■ Records:
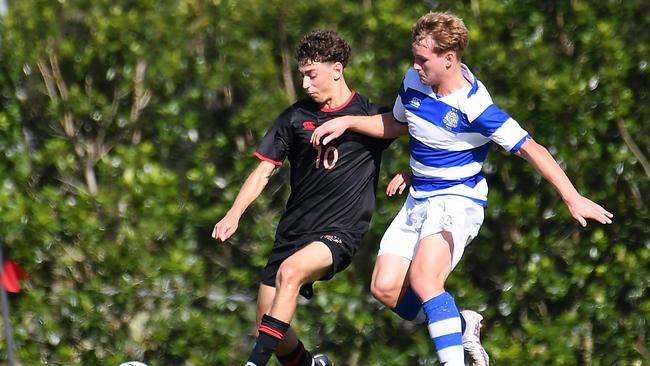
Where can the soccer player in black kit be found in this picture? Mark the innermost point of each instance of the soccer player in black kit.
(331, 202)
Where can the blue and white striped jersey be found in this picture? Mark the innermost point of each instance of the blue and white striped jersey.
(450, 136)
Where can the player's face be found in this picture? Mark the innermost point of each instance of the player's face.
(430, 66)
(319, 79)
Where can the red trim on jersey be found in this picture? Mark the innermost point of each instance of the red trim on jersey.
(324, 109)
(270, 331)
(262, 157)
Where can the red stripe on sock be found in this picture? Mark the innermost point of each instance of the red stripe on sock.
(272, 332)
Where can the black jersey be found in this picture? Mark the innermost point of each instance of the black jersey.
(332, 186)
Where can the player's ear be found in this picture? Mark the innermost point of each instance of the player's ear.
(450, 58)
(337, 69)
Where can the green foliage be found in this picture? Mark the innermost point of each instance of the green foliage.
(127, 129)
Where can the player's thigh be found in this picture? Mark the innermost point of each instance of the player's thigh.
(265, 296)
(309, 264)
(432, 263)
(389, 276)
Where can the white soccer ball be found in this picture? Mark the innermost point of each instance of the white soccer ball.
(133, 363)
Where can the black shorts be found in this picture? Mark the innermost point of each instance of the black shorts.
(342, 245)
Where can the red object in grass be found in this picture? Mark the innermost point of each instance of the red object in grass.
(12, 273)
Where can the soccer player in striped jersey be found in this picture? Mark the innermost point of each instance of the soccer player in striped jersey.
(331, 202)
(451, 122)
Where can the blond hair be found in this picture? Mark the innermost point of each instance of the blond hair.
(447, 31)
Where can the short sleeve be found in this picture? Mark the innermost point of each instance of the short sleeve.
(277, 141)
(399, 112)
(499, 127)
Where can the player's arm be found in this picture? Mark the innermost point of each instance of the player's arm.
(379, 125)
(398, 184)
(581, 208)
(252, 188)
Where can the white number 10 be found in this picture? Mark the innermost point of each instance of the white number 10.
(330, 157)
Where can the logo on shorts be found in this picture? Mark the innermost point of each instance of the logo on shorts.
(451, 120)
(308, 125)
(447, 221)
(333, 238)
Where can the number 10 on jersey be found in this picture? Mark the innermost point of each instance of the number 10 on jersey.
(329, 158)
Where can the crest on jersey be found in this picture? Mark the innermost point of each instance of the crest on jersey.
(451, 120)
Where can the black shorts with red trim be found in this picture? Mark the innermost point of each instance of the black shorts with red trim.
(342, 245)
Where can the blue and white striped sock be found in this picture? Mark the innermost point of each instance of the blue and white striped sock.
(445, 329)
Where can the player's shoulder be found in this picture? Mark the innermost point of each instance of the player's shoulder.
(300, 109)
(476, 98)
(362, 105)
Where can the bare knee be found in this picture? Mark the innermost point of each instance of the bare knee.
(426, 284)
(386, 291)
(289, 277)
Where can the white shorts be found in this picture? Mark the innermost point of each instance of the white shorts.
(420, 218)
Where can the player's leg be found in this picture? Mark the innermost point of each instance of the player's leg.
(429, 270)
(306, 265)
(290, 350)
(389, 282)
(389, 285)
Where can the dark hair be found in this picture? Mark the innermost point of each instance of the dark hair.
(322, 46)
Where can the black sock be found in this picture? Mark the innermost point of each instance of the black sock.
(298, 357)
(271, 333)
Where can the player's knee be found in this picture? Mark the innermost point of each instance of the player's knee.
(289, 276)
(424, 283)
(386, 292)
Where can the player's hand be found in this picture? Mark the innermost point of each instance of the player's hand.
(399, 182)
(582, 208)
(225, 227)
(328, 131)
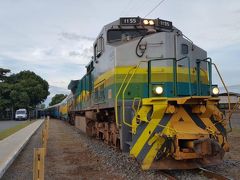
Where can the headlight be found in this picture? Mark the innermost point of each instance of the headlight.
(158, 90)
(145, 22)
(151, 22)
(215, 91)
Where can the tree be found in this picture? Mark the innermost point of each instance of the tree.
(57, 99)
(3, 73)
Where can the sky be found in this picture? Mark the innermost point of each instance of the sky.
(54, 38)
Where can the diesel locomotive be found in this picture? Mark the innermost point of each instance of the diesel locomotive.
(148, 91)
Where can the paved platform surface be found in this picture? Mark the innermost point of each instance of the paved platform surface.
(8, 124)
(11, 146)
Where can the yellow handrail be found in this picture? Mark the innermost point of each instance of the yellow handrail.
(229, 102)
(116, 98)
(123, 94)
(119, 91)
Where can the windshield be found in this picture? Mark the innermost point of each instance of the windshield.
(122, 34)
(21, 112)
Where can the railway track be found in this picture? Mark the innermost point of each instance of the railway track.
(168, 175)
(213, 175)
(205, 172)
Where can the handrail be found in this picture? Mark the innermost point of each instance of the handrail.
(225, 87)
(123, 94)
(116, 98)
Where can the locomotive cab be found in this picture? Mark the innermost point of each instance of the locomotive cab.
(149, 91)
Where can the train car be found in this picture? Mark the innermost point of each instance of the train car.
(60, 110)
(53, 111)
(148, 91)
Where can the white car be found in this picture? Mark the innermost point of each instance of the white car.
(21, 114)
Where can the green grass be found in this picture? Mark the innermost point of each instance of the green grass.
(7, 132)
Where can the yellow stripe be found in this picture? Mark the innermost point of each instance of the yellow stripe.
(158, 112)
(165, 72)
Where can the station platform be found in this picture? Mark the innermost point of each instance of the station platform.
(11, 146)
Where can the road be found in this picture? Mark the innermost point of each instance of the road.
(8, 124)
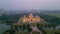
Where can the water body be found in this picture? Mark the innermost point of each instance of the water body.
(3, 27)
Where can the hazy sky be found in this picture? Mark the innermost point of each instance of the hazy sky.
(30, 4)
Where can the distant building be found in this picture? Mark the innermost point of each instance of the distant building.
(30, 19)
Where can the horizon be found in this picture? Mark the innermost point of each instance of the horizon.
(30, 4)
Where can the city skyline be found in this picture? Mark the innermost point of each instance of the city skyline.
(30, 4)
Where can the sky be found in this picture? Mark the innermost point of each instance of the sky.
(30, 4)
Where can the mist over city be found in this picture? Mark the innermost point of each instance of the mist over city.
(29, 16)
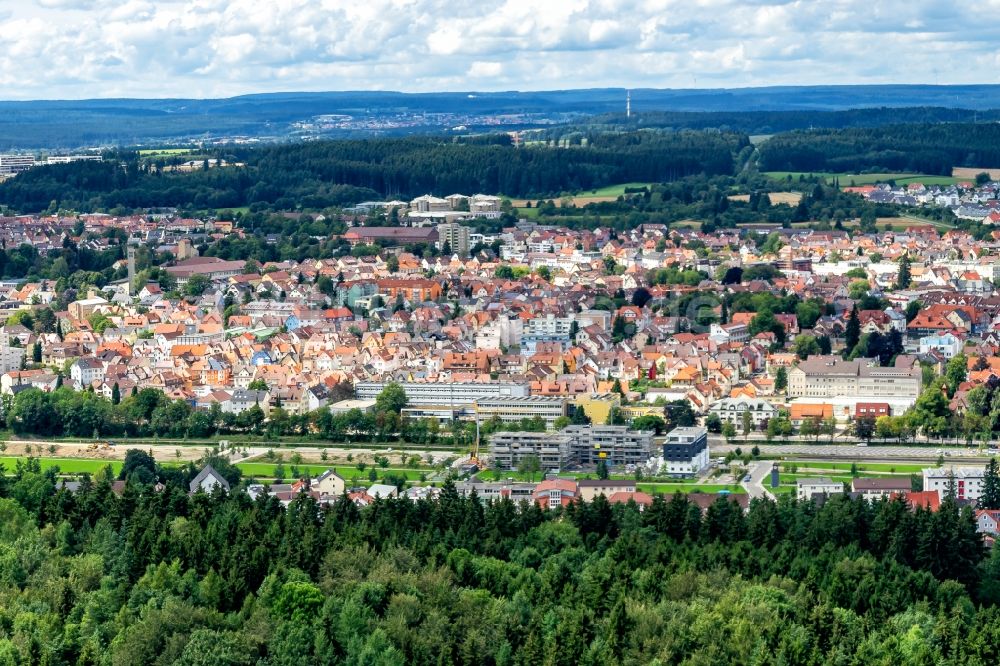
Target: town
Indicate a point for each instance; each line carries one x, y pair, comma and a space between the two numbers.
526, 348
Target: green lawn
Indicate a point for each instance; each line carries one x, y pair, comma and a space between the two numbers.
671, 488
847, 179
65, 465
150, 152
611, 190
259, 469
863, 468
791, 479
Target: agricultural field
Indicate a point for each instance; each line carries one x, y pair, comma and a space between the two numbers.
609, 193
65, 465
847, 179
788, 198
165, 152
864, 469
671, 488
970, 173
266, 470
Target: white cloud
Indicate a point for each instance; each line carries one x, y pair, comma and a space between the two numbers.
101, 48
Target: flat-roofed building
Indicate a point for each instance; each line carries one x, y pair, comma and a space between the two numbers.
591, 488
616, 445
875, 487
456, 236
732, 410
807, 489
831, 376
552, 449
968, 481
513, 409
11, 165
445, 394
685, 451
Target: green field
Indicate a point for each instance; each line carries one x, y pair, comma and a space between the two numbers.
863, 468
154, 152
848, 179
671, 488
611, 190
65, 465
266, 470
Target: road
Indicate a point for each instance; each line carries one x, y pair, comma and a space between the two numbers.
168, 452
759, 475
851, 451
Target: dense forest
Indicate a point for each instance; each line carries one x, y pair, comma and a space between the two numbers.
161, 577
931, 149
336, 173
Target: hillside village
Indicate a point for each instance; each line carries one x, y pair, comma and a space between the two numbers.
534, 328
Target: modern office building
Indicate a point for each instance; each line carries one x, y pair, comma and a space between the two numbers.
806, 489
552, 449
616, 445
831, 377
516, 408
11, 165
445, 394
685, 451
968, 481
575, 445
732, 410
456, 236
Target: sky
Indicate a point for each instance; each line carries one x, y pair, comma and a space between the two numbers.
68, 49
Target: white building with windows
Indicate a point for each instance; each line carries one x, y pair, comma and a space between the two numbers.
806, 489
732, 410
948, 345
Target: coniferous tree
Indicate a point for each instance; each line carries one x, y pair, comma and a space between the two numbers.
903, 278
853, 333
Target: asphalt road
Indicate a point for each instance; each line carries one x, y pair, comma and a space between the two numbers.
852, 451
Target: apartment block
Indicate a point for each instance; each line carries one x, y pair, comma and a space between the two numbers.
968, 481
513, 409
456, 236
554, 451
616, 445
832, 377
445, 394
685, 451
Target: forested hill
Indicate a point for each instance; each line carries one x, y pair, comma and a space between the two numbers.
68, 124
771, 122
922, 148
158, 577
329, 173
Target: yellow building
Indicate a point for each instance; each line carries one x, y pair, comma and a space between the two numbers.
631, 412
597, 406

■ Problem statement:
Show each line of the material that includes the word "field".

■ Final answer:
Target: agricultural field
Target: green field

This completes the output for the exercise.